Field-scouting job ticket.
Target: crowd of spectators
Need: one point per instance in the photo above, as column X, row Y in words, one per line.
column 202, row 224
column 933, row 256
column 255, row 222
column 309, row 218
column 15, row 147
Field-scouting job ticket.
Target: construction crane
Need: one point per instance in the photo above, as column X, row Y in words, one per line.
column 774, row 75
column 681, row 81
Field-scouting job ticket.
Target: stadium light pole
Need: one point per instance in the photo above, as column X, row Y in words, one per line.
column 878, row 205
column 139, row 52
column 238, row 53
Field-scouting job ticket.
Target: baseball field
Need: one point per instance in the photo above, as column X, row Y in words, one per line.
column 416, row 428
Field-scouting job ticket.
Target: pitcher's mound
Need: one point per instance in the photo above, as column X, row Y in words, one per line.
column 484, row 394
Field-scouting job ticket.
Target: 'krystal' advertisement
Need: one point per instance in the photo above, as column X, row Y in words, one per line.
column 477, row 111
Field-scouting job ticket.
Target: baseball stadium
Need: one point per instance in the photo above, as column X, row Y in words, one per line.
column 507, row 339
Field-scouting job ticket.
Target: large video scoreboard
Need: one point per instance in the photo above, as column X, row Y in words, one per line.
----
Aim of the task
All of the material above should be printed exactly as it appears.

Answer area
Field-scouting job ticket.
Target: crowd of spectators
Need: one point per instance in the photo above, as column X, row Y in words, one per line.
column 202, row 224
column 933, row 256
column 255, row 222
column 309, row 218
column 15, row 147
Field-scouting job ticket.
Target: construction crane
Need: one point per instance in the photo above, as column X, row Y in words, one per line.
column 774, row 75
column 681, row 81
Field-scouting job ticket.
Target: stadium light pole
Need: one point per instance in the photo above, as column X, row Y in words, one per line.
column 878, row 205
column 139, row 52
column 238, row 53
Field-scouting job ticket.
Target: baseball field
Need: one point per instance in the photo above, as column X, row Y in words, one per line.
column 416, row 428
Field-scouting job ticket.
Target: pitcher's mound
Need: one point per instance in the photo above, as column X, row Y in words, one per line.
column 484, row 394
Field-scouting job ticket.
Target: 'krystal' advertisement
Need: one point per instance in the photo above, as column X, row Y in words, one per line.
column 477, row 111
Field-scouting job ticket.
Target: baseball stadium
Need: one point per instance in the photo above, as column X, row Y in words, one per line.
column 507, row 339
Field-scouting job ticket.
Target: large video scoreboard
Need: one point per instance in the photo above, as column X, row Y in words, one per line.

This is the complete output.